* START Information shown *

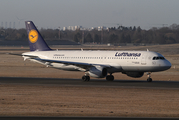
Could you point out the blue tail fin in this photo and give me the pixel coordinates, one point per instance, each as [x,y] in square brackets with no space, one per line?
[36,42]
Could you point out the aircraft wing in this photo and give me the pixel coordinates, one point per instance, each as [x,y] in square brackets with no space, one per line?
[79,64]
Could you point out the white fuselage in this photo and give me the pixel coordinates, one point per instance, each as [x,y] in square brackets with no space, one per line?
[118,61]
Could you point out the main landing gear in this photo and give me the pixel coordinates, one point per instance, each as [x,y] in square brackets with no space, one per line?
[86,77]
[149,79]
[110,77]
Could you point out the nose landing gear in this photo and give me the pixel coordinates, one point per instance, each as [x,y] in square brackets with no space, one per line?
[149,79]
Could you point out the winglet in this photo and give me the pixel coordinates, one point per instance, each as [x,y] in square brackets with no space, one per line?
[36,41]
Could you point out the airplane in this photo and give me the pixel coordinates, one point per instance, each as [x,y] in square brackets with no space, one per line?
[98,64]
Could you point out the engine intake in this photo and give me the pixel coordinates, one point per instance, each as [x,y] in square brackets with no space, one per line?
[98,72]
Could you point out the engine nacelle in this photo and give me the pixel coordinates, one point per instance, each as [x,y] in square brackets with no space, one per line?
[134,74]
[98,72]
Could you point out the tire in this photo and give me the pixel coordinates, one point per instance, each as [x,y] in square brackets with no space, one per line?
[149,80]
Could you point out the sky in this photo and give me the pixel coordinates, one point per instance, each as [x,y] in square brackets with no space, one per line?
[89,13]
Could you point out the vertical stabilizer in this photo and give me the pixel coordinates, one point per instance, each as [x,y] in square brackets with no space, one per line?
[36,42]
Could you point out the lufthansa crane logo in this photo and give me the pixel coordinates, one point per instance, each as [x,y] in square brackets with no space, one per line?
[33,36]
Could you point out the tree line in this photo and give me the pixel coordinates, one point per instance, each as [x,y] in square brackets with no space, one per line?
[113,35]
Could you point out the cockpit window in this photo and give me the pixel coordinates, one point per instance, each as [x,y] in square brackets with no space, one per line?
[158,58]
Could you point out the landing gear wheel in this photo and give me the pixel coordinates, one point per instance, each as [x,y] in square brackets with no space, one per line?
[109,77]
[86,78]
[149,80]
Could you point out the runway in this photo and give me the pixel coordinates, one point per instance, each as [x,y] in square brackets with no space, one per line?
[93,82]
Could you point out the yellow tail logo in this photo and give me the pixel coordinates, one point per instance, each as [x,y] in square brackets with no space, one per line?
[33,36]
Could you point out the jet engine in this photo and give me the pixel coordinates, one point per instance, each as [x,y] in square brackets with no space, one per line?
[98,72]
[134,74]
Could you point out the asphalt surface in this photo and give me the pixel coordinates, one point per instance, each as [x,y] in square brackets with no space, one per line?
[92,82]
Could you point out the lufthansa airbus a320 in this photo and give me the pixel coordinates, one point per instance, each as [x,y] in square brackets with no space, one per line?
[98,64]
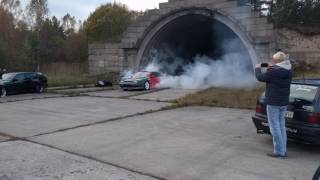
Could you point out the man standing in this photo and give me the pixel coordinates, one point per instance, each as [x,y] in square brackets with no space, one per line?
[278,80]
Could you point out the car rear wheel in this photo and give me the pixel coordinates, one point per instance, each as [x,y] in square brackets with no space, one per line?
[3,92]
[147,85]
[40,88]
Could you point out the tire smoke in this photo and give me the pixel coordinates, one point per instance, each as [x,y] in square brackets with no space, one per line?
[232,70]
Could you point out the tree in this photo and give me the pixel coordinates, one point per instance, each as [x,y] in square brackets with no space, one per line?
[38,12]
[302,15]
[68,23]
[108,22]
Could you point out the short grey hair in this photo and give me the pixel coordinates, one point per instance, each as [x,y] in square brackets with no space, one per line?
[280,56]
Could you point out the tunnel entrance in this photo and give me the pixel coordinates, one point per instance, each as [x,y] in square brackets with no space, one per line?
[178,43]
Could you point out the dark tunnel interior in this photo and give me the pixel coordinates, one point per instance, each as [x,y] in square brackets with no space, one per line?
[190,36]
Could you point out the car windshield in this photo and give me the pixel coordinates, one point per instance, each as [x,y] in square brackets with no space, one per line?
[8,77]
[140,75]
[303,92]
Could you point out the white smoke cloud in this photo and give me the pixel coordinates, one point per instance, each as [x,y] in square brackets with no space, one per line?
[230,71]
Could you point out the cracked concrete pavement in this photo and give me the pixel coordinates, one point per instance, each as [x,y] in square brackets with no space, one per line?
[75,140]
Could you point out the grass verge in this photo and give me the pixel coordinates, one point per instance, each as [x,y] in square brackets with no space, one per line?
[71,79]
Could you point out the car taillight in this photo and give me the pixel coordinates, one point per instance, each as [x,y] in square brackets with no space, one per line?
[259,109]
[314,118]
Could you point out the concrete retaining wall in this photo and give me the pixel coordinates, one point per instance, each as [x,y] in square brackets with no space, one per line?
[300,47]
[105,58]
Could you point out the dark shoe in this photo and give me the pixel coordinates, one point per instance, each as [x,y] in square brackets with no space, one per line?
[277,155]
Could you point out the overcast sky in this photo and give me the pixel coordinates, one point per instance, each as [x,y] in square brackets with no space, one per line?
[82,8]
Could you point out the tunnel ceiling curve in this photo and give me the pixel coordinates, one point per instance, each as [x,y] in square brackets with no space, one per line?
[191,35]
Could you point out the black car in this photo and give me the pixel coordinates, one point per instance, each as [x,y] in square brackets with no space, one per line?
[303,115]
[143,80]
[317,175]
[23,82]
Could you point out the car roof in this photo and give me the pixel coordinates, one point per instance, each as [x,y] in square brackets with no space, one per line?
[313,82]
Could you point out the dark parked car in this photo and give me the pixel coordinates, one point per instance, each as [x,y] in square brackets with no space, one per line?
[141,80]
[303,115]
[23,82]
[317,175]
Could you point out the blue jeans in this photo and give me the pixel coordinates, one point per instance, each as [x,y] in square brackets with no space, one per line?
[277,125]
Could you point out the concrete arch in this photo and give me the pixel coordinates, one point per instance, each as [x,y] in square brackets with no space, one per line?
[156,28]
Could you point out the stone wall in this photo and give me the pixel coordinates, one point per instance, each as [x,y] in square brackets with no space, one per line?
[301,48]
[105,58]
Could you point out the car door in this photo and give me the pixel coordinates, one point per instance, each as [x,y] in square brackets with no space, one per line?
[18,83]
[29,82]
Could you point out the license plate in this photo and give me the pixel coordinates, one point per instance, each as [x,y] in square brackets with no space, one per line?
[289,114]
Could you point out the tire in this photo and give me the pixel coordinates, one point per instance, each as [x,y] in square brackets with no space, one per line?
[40,88]
[147,85]
[3,92]
[317,175]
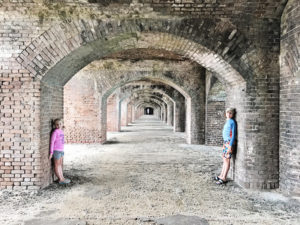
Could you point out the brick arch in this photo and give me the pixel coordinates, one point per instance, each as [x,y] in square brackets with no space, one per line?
[177,84]
[60,52]
[63,50]
[148,91]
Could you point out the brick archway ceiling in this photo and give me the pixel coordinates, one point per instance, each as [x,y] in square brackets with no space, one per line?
[255,8]
[146,53]
[148,93]
[63,50]
[150,86]
[146,97]
[153,101]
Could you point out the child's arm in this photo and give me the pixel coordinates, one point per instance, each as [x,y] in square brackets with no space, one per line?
[233,130]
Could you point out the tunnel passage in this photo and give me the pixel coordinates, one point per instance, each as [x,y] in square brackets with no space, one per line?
[238,52]
[148,111]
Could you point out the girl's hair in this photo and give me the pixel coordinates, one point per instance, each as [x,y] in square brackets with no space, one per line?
[232,110]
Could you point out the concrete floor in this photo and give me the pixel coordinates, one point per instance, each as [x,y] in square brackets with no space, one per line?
[145,174]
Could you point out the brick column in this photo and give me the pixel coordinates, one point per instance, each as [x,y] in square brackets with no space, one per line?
[170,109]
[113,113]
[289,149]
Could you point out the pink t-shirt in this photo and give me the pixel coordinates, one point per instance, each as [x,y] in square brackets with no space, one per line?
[57,141]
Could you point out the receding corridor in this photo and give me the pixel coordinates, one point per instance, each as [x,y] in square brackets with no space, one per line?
[142,175]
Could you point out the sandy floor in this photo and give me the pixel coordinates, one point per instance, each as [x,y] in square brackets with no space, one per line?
[142,175]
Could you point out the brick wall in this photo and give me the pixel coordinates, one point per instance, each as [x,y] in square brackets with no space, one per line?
[215,110]
[82,113]
[214,122]
[113,113]
[39,42]
[290,99]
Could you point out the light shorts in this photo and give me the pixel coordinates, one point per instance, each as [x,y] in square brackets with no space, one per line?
[58,154]
[225,150]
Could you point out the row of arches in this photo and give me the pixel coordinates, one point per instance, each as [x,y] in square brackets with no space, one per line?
[62,51]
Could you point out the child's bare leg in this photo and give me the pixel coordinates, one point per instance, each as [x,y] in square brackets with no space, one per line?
[60,169]
[57,169]
[227,167]
[223,168]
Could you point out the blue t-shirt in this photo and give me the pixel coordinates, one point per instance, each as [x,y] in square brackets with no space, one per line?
[229,131]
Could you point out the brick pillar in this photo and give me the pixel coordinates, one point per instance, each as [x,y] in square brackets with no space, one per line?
[129,113]
[124,111]
[195,105]
[113,113]
[179,116]
[82,110]
[165,107]
[289,150]
[170,110]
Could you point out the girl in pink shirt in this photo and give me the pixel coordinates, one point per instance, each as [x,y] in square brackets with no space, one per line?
[57,151]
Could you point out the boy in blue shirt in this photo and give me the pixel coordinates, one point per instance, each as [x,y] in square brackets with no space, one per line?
[229,135]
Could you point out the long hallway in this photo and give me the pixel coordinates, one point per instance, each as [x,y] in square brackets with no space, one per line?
[145,174]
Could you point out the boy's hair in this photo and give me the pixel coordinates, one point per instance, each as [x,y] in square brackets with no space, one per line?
[232,110]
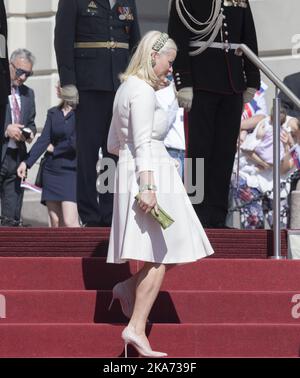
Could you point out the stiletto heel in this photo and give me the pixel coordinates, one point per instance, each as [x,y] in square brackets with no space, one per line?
[130,337]
[126,301]
[111,303]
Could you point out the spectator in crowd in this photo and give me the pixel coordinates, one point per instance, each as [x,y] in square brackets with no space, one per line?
[255,181]
[93,41]
[4,72]
[19,128]
[254,111]
[175,139]
[59,173]
[136,134]
[293,83]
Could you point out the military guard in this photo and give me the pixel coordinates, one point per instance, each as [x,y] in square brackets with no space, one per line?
[4,72]
[93,41]
[213,80]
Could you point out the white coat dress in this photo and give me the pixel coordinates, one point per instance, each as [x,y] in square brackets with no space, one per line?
[136,135]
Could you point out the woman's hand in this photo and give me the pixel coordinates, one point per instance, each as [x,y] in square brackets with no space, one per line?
[22,170]
[148,201]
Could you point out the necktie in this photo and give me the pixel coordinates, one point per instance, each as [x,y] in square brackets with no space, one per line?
[16,107]
[112,3]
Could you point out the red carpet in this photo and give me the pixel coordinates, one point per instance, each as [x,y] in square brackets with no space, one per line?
[218,307]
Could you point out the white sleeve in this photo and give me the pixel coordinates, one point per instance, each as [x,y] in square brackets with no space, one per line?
[142,108]
[113,143]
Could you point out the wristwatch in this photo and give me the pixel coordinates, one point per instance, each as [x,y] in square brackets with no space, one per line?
[145,187]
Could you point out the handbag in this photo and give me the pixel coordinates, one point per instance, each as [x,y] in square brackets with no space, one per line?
[39,175]
[161,217]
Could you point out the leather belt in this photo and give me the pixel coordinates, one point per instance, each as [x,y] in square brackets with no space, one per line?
[101,45]
[216,45]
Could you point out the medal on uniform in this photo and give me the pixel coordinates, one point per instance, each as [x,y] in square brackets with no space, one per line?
[92,8]
[125,13]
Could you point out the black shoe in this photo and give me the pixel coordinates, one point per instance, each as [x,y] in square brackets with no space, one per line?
[92,224]
[220,225]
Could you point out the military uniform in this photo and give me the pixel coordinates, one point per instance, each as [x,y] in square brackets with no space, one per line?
[219,76]
[4,72]
[93,42]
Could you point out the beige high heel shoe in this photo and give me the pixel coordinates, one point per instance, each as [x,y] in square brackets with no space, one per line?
[121,292]
[130,337]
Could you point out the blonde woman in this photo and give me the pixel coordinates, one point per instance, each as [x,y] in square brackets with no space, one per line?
[136,135]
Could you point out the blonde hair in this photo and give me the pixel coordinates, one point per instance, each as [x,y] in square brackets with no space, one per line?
[140,64]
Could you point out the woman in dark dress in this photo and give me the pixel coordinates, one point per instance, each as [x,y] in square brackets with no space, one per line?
[59,173]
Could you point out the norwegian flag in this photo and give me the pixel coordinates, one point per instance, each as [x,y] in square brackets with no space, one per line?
[252,107]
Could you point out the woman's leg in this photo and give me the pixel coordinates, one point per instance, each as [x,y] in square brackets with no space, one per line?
[70,214]
[148,283]
[55,213]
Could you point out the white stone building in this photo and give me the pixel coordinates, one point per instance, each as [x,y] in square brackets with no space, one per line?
[31,25]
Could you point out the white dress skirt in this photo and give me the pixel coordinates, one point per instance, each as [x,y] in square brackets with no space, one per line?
[136,235]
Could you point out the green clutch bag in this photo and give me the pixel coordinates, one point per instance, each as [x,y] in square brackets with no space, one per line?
[162,217]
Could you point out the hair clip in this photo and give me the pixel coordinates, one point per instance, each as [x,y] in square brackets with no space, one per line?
[159,44]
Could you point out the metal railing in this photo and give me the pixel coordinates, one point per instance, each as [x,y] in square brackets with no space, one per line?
[276,142]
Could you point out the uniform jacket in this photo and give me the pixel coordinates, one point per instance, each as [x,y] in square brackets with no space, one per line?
[27,119]
[60,132]
[215,70]
[94,21]
[293,83]
[4,69]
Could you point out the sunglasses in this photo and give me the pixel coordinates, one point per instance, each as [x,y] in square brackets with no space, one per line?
[20,72]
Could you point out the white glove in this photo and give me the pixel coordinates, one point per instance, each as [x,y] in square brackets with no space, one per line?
[185,98]
[249,94]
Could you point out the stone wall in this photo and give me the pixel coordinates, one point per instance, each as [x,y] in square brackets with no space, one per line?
[31,25]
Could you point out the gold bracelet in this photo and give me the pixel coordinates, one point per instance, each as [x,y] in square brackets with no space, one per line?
[145,187]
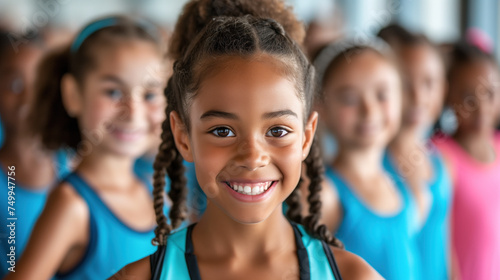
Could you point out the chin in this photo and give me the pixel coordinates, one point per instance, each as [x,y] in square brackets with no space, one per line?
[247,218]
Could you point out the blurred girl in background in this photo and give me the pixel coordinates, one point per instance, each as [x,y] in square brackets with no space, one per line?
[103,97]
[413,156]
[472,153]
[360,104]
[33,169]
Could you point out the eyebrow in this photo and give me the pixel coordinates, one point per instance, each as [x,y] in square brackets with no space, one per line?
[226,115]
[218,114]
[281,113]
[111,78]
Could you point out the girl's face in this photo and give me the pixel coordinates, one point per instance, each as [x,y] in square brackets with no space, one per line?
[362,101]
[425,86]
[17,74]
[247,138]
[473,95]
[121,104]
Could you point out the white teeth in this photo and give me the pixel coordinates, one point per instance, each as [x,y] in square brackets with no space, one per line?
[255,190]
[251,190]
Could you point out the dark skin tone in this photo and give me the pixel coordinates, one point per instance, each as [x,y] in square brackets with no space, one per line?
[474,93]
[247,240]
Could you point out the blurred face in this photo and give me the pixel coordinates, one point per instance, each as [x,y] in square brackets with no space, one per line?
[474,91]
[17,74]
[122,102]
[247,138]
[362,101]
[425,86]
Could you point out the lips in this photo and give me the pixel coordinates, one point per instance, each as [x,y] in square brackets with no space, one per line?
[251,191]
[250,188]
[127,134]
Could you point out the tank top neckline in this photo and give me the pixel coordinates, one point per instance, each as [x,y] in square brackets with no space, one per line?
[106,208]
[302,254]
[395,215]
[470,160]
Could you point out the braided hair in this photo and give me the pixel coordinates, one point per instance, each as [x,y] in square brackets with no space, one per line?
[224,37]
[196,14]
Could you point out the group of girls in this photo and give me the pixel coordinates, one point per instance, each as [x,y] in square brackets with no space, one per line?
[238,117]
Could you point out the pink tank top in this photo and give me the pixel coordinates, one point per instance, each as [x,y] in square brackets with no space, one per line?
[475,211]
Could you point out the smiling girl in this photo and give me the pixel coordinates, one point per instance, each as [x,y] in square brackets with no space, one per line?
[360,103]
[240,109]
[103,98]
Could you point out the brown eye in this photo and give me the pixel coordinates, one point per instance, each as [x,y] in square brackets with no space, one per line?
[222,132]
[277,132]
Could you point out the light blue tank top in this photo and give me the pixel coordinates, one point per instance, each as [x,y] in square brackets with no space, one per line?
[386,242]
[433,238]
[315,258]
[28,206]
[112,244]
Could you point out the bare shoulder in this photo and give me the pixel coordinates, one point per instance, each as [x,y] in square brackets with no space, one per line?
[65,197]
[331,208]
[353,267]
[139,270]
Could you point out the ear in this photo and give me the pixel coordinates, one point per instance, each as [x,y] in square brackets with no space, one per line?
[181,137]
[71,95]
[309,132]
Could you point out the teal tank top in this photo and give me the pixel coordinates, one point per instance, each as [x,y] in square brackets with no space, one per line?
[176,260]
[28,206]
[387,243]
[112,244]
[433,239]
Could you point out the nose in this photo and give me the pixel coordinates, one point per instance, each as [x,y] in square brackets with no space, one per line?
[416,96]
[130,108]
[252,154]
[367,109]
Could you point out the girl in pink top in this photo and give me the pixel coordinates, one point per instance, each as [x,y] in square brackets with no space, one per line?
[473,155]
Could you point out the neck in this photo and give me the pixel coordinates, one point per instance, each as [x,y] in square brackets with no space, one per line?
[219,234]
[364,163]
[407,140]
[107,169]
[478,145]
[465,137]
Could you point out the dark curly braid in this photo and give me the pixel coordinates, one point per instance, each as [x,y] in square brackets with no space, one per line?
[294,212]
[315,171]
[224,37]
[196,14]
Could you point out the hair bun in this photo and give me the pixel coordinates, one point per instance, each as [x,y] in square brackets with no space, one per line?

* END Information shown *

*Task description*:
Give back exactly the lines from the line containing "Could you point out the ear" to the end of the entries, and no other lines.

*Output for this exercise*:
Could you point out the ear in this photo and give me the pixel coordinates, one point per instance, each as [x,y] in square brackets with no space, one per line?
[181,137]
[71,95]
[309,132]
Could you point out the teal tank top in this photo and give me the pixel coordinates, one point per instance, each as [x,y] in square brackets with no space, one per line?
[176,260]
[28,206]
[387,243]
[112,244]
[433,239]
Could you point out the nose in this photo and give me the pixel coordinates, one point per instance, each as [x,y] in square brackets with no space, one per line?
[416,96]
[130,108]
[252,154]
[367,109]
Could you point out the girl in pink top in this photo and give me the pixel coordinates, one point per instance, each as [x,y] in square brackets with no space, one per line?
[473,155]
Could you point out the neck in this photo and give me the pixel coordinates, one point per instance, each as [x,y] in square brackets with no space, one per line?
[219,234]
[364,163]
[407,140]
[107,169]
[478,145]
[465,137]
Could you point out the dark curly braid in this photo and give me the pixel coordinates, one point per instance, each as [x,y] in square brackets with no space, one per line?
[294,212]
[315,171]
[224,37]
[196,14]
Could you point out the hair bun in this photo and give me the pixel coordinates, one point per instance, each as [x,y] in square brackets with no space, one per line?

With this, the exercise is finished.